Goal of the exercise:
Write out the film discussion verbatim, from "Posted by poland" up to and including "can of worms!".

Document passage:
Posted by poland at October 25, 2005 05:44 PM
Comments
Yes. Just him. Is there a single filmmaker mentioned under the age of 40? And are any of these films in the league of those from 1999, when the most recent "generation" showcased themselves: Spike Jonze, Paul Thomas Anderson, David Fincher, Alexander Payne, David O. Russel, and to a lesser extent M. Night Shyamalan? That was a generation of great talents who not only made personal and artistic films, but innovative as well.
Nothing like that on display this year. Sorry.
However, it is the year when independent mini-DV filmmaking started to gain traction. But that's another story.
Posted by: mutinyco
at October 25, 2005 06:11 PM
Now this is my kinda can of worms!
Class of 2005: I'm sure Haggis will be around for a while. Nolan certainly came into his own this year, we debated Meirelles well last week, Joss Whedon like all geek directors is his own worst enemy, Craig Brewer is certainly flowing his way into a career, Bennett Miller is going to make movies nobody wants to see and god bles him for that, Matthew Vaughn's Layer Cake was made for people who've never seen a real gangster movie and goddamn him for that. But the biggest hard on for cinema I see is gotta be from George Clooney! The guy seems to be be having a blast.

Source excerpt:

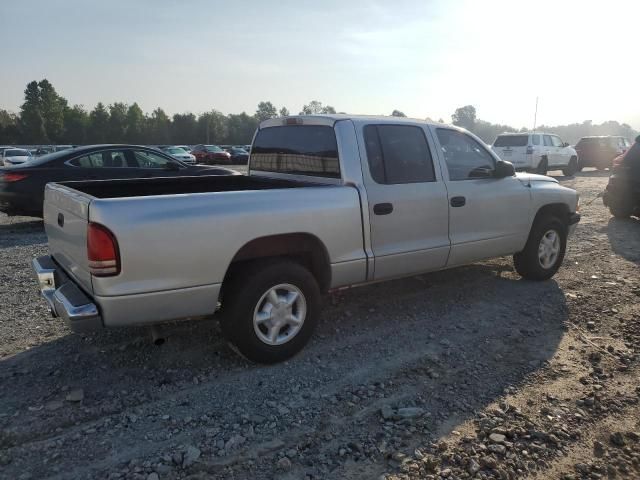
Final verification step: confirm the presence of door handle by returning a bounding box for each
[373,203,393,215]
[449,197,467,207]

Output:
Posted by poland at October 25, 2005 05:44 PM
Comments
Yes. Just him. Is there a single filmmaker mentioned under the age of 40? And are any of these films in the league of those from 1999, when the most recent "generation" showcased themselves: Spike Jonze, Paul Thomas Anderson, David Fincher, Alexander Payne, David O. Russel, and to a lesser extent M. Night Shyamalan? That was a generation of great talents who not only made personal and artistic films, but innovative as well.
Nothing like that on display this year. Sorry.
However, it is the year when independent mini-DV filmmaking started to gain traction. But that's another story.
Posted by: mutinyco
at October 25, 2005 06:11 PM
Now this is my kinda can of worms!